Task brief:
In the records below, find the line containing "sill with a single marker."; copy exactly that line and all lines after it to the end, and nothing else.

Raw data:
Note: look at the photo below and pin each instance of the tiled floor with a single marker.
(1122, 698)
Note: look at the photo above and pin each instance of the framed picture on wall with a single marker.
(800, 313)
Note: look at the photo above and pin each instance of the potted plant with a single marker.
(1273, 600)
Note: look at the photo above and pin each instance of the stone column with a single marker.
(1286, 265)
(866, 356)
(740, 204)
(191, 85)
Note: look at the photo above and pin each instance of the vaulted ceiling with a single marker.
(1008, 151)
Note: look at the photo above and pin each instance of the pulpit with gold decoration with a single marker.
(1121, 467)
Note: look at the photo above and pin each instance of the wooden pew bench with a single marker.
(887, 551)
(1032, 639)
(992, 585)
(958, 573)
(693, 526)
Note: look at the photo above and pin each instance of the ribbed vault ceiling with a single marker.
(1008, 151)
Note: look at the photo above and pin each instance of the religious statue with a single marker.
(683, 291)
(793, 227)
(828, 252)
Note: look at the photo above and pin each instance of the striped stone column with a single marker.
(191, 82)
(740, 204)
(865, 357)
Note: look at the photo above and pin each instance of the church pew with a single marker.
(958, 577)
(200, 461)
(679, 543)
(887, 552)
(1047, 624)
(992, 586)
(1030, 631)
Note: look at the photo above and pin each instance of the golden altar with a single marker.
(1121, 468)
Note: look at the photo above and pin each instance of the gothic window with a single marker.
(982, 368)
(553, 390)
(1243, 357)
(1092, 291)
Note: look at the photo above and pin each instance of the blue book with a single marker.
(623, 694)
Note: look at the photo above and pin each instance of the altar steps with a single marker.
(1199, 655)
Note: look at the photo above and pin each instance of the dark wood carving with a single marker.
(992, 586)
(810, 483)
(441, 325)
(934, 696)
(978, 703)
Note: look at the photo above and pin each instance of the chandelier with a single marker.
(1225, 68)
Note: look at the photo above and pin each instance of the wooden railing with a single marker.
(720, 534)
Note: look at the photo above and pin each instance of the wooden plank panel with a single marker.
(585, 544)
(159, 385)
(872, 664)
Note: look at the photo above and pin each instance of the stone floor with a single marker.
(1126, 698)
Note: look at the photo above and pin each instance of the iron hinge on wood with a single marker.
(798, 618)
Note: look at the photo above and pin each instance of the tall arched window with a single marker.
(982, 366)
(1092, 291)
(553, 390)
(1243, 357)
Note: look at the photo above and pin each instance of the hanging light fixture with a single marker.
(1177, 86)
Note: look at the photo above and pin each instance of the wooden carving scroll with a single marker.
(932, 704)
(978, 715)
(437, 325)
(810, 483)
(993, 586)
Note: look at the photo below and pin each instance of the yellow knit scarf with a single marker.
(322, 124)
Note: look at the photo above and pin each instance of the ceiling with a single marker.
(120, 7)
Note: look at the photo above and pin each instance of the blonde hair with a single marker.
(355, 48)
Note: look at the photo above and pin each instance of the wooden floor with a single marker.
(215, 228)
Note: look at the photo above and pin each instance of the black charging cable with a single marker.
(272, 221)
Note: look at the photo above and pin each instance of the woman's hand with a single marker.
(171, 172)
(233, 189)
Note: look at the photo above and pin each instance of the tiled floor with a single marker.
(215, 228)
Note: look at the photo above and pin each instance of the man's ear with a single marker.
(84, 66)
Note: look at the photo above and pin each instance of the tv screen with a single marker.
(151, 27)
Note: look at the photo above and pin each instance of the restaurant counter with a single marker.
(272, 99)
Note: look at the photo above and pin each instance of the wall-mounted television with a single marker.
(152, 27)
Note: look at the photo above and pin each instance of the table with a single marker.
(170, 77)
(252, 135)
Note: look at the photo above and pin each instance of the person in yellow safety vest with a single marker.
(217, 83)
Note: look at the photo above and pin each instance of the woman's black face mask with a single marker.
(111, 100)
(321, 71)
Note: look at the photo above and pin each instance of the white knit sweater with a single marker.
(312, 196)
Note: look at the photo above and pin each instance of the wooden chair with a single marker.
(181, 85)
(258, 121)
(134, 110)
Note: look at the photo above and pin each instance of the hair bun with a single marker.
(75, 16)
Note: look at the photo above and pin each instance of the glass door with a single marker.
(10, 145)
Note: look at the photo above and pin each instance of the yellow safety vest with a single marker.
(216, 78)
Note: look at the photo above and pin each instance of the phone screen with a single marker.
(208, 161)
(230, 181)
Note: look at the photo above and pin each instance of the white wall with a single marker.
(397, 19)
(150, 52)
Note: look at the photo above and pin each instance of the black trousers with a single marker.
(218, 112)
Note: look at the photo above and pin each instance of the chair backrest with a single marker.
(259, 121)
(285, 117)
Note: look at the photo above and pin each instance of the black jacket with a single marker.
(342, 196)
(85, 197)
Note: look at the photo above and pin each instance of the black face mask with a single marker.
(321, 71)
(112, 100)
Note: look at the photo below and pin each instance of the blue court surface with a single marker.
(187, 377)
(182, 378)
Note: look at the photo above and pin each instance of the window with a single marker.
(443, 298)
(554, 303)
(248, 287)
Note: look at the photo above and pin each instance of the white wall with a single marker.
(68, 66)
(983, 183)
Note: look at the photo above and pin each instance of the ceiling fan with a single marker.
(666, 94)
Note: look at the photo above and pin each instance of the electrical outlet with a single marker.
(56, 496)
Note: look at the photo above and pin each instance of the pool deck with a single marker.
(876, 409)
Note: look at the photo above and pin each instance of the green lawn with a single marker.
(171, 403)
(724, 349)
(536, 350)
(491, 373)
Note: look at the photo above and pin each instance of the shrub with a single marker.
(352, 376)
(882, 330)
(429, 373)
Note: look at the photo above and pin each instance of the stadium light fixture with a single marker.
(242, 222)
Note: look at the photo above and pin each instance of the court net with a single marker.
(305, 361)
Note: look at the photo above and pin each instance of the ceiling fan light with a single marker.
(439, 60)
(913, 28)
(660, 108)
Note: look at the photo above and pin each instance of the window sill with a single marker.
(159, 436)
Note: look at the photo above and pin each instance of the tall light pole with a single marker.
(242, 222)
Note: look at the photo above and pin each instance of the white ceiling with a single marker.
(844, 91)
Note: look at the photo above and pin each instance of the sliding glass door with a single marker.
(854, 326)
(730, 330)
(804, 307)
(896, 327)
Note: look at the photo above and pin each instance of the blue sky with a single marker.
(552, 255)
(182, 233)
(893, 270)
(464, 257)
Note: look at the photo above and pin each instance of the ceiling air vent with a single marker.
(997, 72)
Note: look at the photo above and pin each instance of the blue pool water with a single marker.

Exercise result:
Note: look at the photo above and pin each instance of the window sill with a single marker.
(159, 436)
Note: look at the photo above and pin each instance of the tall light pole with a single marker.
(242, 222)
Note: look at the photo above and pin each instance of the white ceiling with a single marker.
(844, 91)
Note: look at the photo above and pin each instance of the sliding glass door with a single marker.
(854, 326)
(730, 330)
(804, 307)
(896, 327)
Note: look at the photo above and pin each instance of the blue sky with a single marker.
(552, 255)
(182, 233)
(893, 270)
(464, 257)
Note: look at the photo above and pin each instance of the ceiling air vent with a single marker.
(997, 72)
Note: look at the photo above and pin each instance of the blue pool water with a single marker.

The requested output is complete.